━━ Information shown

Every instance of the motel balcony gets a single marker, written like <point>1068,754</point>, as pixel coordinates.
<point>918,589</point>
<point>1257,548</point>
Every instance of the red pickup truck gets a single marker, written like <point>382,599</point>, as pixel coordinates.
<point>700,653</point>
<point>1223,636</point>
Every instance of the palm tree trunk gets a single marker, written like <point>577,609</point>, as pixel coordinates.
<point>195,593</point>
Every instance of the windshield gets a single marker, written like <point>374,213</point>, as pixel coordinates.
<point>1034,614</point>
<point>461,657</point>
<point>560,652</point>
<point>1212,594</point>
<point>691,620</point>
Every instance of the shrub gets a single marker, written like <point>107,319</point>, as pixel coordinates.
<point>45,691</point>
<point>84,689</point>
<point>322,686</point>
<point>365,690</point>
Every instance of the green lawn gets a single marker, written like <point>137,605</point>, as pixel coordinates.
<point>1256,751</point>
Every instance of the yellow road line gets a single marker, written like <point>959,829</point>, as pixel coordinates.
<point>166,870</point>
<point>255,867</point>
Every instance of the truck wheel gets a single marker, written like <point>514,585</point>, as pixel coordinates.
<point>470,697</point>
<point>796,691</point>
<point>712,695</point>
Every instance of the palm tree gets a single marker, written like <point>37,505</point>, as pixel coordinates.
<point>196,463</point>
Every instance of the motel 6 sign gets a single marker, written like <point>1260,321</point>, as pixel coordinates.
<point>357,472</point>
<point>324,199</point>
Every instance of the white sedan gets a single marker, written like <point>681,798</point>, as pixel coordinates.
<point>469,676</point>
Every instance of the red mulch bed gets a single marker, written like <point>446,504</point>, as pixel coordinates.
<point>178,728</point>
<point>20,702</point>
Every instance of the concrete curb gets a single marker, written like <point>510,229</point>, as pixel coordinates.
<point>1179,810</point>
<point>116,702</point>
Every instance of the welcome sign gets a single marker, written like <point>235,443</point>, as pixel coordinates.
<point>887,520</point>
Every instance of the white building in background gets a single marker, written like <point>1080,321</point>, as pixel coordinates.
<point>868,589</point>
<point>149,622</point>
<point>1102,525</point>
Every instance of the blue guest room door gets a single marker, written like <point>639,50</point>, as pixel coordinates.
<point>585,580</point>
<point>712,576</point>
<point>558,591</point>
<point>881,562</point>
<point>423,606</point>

━━━━

- Assignment: Beginning at the line that contains "Every instance of the red mulch", transcribe every line through the end of the material exactly, leaving out all earlier lines.

- Your response:
Every instance of the red mulch bed gets a single marker, written like <point>446,504</point>, as pixel coordinates.
<point>178,728</point>
<point>20,702</point>
Every instance of the concrete curb gets a single marker, written like <point>510,229</point>, as pixel coordinates.
<point>1179,810</point>
<point>116,702</point>
Every instance of the welcome sign gets a single marker, written like <point>235,443</point>, as pixel coordinates.
<point>887,520</point>
Every instance of the white building in background gets a single marker, written like <point>1080,321</point>, as pixel coordinates.
<point>868,589</point>
<point>149,622</point>
<point>1102,525</point>
Every instance of the blue guest room door gets a single marker, written like <point>639,50</point>, as pixel coordinates.
<point>585,580</point>
<point>712,576</point>
<point>558,591</point>
<point>881,562</point>
<point>423,606</point>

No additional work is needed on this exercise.